Analysis Approach for PMDC Motors

For a permanent-magnet DC motor, the stator is equipped with P pairs of permanent magnets, creating P pairs of alternating north and south poles. The distribution of the magnetic field produced by the permanent magnet’s field flux is fixed with respect to the stator. The rotor is equipped with a distributed winding connected to a commutator that revolves together with the rotor.

A system of brushes is kept in permanent electrical contact with the commutator. When DC current is applied to the rotor winding (via the brushes and commutator), a torque is produced by the interaction of the rotor (armature) currents and the field produced by the permanent magnets.

The commutator causes the armature to create a magnetic flux distribution that is fixed in space and whose axis is perpendicular to the axis of the field flux produced by the permanent magnets. For these motors, the commutator acts as a mechanical rectifier.

The performance of a permanent-magnet DC (PMDC) motor is computed by DC analysis only. The voltage equation of a PMDC motor is

U = Ub + R1 * I + E

where Ub is the voltage drop of one-pair brushes, R1 is the armature resistance, E = Ke * w is the back emf with Ke the back-emf constant in Vs/rad, and w is the speed in rad/s. For a given speed w, armature current can be computed based on the applied voltage U, as shown below:

I = (U - Ub - Ke * w)/R1

The shaft torque T2 is computed by

T2 = Kt * I - Tfw

where Kt is the torque constant in Nm/A, which is numerically the same as Ke, and Tfw is the frictional torque.

The output power (mechanical power) is

P2 = T2 * w

The input power (electrical power) is

P1 = P2 + Pfw + Pcua + Pb + PFe

where Pfw, Pcua, Pb, and PFe are frictional and wind loss, armature copper loss, brush drop-loss, and iron core-loss, respectively.

The efficiency is

eff = P2/P1 * 100%
▬▬▬▬▬▬
▶ Short problem 1: According to the passage on PMDC motors, what does the commutator act as in these motors?
▬▬▬▬▬▬
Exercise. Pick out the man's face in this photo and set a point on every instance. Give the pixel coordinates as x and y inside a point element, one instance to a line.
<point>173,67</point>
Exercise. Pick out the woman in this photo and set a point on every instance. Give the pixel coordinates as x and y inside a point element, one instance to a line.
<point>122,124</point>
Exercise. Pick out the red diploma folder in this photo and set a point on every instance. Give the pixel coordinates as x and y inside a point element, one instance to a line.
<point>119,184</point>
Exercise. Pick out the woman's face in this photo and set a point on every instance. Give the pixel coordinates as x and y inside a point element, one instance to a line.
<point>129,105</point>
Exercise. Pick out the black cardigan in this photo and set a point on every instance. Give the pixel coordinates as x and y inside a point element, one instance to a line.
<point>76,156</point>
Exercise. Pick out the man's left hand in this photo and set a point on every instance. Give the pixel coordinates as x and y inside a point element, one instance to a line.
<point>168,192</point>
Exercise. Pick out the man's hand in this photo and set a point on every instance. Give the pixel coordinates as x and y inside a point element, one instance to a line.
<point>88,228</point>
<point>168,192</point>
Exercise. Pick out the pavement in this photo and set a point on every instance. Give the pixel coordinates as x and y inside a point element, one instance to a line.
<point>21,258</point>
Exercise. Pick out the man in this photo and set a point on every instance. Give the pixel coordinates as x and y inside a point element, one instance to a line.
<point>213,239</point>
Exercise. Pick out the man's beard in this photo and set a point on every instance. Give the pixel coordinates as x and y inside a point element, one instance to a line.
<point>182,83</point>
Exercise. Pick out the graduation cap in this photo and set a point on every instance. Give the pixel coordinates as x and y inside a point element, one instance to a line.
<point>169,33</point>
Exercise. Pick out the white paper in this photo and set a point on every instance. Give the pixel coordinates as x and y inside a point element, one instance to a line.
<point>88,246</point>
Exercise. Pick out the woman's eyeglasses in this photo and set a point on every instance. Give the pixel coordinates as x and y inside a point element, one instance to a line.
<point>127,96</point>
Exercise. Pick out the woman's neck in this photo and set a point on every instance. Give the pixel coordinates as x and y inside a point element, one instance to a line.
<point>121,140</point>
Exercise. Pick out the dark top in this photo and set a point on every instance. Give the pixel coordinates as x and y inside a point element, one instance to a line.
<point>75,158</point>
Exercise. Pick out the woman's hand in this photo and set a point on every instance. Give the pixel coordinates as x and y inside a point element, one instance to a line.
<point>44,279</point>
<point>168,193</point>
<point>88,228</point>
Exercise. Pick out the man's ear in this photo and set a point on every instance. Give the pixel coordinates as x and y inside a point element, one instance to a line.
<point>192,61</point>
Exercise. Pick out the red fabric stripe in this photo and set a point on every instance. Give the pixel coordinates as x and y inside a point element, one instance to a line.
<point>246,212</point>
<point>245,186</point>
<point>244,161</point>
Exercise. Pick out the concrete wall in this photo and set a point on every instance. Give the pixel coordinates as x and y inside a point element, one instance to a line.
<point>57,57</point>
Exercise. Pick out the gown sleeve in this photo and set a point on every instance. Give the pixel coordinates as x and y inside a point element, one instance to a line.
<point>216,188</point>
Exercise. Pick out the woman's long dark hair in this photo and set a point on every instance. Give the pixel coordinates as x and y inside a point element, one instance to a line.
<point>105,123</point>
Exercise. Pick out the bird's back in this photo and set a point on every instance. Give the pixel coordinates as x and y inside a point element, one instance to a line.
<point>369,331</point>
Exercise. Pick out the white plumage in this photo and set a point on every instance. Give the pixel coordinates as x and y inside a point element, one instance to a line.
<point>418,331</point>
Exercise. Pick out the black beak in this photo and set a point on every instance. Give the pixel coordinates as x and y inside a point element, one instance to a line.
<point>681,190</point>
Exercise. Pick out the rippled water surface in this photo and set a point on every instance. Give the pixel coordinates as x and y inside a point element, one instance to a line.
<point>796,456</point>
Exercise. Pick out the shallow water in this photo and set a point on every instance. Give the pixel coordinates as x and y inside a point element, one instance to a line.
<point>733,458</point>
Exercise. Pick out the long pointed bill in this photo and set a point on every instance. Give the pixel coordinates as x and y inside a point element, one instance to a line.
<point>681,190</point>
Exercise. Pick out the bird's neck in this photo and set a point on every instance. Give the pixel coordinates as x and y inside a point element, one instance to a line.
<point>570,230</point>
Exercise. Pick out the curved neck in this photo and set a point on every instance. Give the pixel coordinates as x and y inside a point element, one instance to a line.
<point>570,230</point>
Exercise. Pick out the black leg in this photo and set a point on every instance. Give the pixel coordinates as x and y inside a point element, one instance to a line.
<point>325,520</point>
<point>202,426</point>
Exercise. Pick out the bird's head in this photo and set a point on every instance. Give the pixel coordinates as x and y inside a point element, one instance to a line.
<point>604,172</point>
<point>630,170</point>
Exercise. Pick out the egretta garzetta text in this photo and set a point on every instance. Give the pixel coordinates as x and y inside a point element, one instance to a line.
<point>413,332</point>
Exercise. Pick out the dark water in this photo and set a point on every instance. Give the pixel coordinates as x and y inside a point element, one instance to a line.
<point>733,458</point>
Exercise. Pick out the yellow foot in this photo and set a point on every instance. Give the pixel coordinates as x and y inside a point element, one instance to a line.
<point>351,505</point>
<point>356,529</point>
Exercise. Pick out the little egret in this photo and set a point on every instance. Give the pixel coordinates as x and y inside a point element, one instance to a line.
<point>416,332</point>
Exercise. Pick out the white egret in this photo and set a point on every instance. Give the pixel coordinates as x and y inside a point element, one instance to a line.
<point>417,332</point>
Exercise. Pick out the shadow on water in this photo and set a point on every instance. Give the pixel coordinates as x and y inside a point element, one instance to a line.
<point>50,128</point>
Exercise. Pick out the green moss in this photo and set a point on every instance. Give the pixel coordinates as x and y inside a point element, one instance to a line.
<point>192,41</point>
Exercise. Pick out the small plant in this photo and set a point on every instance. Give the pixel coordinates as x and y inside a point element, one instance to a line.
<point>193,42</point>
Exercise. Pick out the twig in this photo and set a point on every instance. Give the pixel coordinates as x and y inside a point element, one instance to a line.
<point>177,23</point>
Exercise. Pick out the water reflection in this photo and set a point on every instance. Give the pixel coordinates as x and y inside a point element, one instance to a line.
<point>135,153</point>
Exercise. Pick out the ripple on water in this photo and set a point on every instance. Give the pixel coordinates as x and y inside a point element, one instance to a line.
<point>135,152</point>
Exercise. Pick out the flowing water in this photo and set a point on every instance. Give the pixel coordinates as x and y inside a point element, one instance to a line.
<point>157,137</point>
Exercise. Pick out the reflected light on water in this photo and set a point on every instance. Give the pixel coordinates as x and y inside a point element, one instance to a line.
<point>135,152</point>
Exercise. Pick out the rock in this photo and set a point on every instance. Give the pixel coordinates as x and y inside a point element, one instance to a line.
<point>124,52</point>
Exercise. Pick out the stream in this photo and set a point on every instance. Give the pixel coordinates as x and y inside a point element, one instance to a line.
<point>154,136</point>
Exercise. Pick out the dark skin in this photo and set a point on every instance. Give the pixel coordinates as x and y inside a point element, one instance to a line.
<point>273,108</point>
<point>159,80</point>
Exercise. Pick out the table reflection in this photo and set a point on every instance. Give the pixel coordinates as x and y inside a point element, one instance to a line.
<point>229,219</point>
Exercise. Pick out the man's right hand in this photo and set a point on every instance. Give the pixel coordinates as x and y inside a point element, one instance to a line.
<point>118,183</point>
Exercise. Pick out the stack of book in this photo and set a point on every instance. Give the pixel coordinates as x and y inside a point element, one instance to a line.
▬▬▬▬▬▬
▶ Short problem 2: Rewrite the rows from the first row through the line containing "<point>129,105</point>", inclusive, swapping "Pick out" for "Locate" and leaving everything else unchanged.

▶ Written answer 1: A mechanical rectifier.

▶ Written answer 2:
Exercise. Locate the man's face in this photo and set a point on every instance. Give the pixel coordinates as x and y inside a point element, one instance to a line.
<point>173,67</point>
Exercise. Locate the woman in this photo and set a point on every instance. Give the pixel coordinates as x and y inside a point element, one instance to a line.
<point>122,124</point>
Exercise. Locate the red diploma folder in this photo and set a point on every instance. Give the pixel coordinates as x and y inside a point element, one instance to a line.
<point>119,184</point>
Exercise. Locate the woman's face in this photo and set a point on every instance. Give the pixel coordinates as x and y inside a point element, one instance to a line.
<point>129,105</point>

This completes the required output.